------ DATA EXCERPTS

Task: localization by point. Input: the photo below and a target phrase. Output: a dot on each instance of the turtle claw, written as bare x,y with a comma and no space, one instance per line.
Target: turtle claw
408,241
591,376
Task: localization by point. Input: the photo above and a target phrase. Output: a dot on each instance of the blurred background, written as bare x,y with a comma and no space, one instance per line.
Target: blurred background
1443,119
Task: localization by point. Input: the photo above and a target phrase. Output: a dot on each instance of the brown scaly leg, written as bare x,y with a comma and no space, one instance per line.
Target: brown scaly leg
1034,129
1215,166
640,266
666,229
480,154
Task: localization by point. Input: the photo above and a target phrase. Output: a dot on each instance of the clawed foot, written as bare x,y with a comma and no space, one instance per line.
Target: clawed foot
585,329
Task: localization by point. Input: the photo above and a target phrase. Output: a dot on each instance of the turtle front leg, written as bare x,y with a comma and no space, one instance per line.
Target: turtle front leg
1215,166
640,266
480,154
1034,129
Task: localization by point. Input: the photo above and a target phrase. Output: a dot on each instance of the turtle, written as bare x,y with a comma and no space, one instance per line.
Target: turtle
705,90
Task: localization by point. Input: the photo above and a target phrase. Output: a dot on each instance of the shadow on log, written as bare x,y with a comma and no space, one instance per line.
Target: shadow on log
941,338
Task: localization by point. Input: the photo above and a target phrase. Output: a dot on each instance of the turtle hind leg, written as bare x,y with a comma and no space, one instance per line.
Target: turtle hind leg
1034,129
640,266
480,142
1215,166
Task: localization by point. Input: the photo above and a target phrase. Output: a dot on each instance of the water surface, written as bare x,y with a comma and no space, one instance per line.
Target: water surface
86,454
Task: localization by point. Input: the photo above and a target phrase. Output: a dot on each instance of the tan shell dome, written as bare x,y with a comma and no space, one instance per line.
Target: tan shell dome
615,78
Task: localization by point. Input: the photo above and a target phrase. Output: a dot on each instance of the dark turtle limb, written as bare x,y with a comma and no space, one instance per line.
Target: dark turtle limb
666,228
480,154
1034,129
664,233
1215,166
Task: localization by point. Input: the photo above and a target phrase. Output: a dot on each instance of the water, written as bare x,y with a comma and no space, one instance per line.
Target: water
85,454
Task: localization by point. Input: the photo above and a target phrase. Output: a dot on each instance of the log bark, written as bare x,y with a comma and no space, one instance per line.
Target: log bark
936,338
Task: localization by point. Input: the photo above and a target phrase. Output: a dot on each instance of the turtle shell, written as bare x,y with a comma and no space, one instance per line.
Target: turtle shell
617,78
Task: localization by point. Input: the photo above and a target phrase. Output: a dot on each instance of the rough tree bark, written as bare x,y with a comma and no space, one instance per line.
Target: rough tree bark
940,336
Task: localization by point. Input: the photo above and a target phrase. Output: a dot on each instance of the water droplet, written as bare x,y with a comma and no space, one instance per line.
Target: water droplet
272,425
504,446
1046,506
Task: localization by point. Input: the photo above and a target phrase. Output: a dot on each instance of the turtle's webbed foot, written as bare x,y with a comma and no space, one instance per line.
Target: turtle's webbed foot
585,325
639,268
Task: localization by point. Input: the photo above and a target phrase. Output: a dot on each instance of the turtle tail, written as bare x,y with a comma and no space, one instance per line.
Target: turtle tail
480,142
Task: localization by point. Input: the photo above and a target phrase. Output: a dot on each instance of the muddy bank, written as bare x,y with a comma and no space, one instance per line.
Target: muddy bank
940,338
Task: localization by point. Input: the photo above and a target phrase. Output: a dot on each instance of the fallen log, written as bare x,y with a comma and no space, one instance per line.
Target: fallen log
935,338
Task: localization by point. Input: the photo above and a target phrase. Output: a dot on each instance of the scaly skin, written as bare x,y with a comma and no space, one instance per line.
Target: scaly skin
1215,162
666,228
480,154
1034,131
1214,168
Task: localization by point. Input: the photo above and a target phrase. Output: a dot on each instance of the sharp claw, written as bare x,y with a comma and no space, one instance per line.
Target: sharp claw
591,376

------------

TASK INSTRUCTIONS → Reproduce the entries above in full, exactly as they read.

FINISHED EXERCISE →
Task: localization by point. Input: the photo below and a target phrase. Output: a dot on each instance of the turtle claw, written as bare x,y with a comma and no space, one instance per line.
Target: turtle claw
408,241
591,376
Task: localization by point. Input: the photo above and a target phrase. Output: a dot on each instance of the blurred background, written as bare x,y with a comma and no space, one instance per line.
Target: blurred background
1443,119
Task: localization by point. Input: the photo above and a target phrase. Output: a dot on each instance of the brown scaly leg, written as bare x,y with a comma and no space, one instance per line.
Target: brown scaly leg
1034,129
1215,166
640,266
666,229
480,154
Task: localization by point. Input: the photo above and a target phrase. Output: a dot on each instance of the clawed foot, written as bare x,y with a comma and no space, one instance per line.
Target: clawed foot
585,329
Task: localization by point. Input: the photo above and a target phrase. Output: a dot on each instance of the turtle front leg, written as bare x,y with a comma and no space, one instance per line.
Target: turtle front leg
1215,166
640,266
480,154
1034,129
Task: localization by point. Input: the photo above and a target phrase. Output: a dot on each instance of the turtle, written as bare x,y with a comma and no space, one instance per line.
Target: turtle
705,90
Task: localization by point. Input: the photo above and a target phrase. Output: a dot on each instance of the shadow on log, written as bare x,y with a comma and no space, one instance per line.
Target: shadow on log
941,338
Task: localization by point. Input: the photo above and a target phrase. Output: a dot on each instance of the turtle hind leg, written as bare x,y with a comma and no space, one instance per line.
Target: turtle hind leg
1034,129
640,266
480,142
1215,166
Task: localization by point. Input: the photo above and a target phrase. Output: a dot on each instance of the water surface, written as bare x,y with a comma and no space, one instance per line.
Target: water surface
86,454
Task: localization by point. Input: the photo above and a target phrase. Output: a dot on each instance of the tan shell dome, written as bare x,y with a comma and no space, one instance per line.
Target: tan shell dome
615,78
Task: localization by point. Input: the photo above and a target phrase. Output: a dot on each instance of the dark turtle limb, written as bare x,y with a comma and no space, one instance per line.
Target: dark turtle limb
666,228
480,154
1034,129
664,233
1215,166
Task: localization by point. Input: the photo above and a target phrase. Output: a dot on each instance of the water, written as bare x,y with a comma and no space, one instance per line.
Target: water
85,454
Task: localization by point. Input: the photo above and a target phrase. Output: a dot on each instance of the log bark, written as bare x,y with a comma and no space, one instance per line.
Target: log bark
936,338
Task: localization by point. Input: the photo above and a target phrase. Output: a dot on each instance of the turtle shell, written as bare x,y with a comma and no space, one instance per line.
Target: turtle shell
617,78
Task: localization by point. Input: the photo above and a target phrase. Output: a dot on each instance of the rough tree bark, written as bare x,y with a comma and no space, one instance per line.
Target: rough tree bark
940,336
Task: localization by point. Input: the photo above and a target phrase. Output: a dot on each instance of the water droplet, written as bare x,y with a comma and no space, one instance per line.
Target: water droplet
272,425
504,446
1046,506
Task: localization by point. Input: the photo above and a target phrase. Output: a dot on each instance of the turtle's webbed foot, written as bare x,y with a comma and no space, one instance per line.
Target: turtle's webbed foot
585,325
639,268
Task: localization by point. Input: the photo above and a target phrase. Output: a dot on each instance of the turtle tail, written as bare x,y with a comma and no space, one instance per line.
Target: turtle tail
480,142
Task: localization by point. Input: the photo above and a target phrase. Output: a dot on each instance of the muddy bank, written as bare x,y with a comma and no space, one instance per line.
Target: muddy bank
940,338
Task: localization by point. Input: the photo above and a target phrase. Output: a dot on each instance of the fallen log, written as bare x,y with a comma and no space, one instance per line.
Target: fallen log
935,338
Task: localization by point. Input: the photo above and a target phrase. Output: a dot on each instance of the scaly skin, written as bare x,y with a comma and no space, one instance per line.
Target: scaly skin
1215,162
666,228
480,154
1034,131
1214,168
Task: localization by point. Input: the photo above and a target phrase. Output: a dot on each instance of the sharp claw, written as bare x,y with a comma and no space, one instance per line.
Target: sharp claw
591,376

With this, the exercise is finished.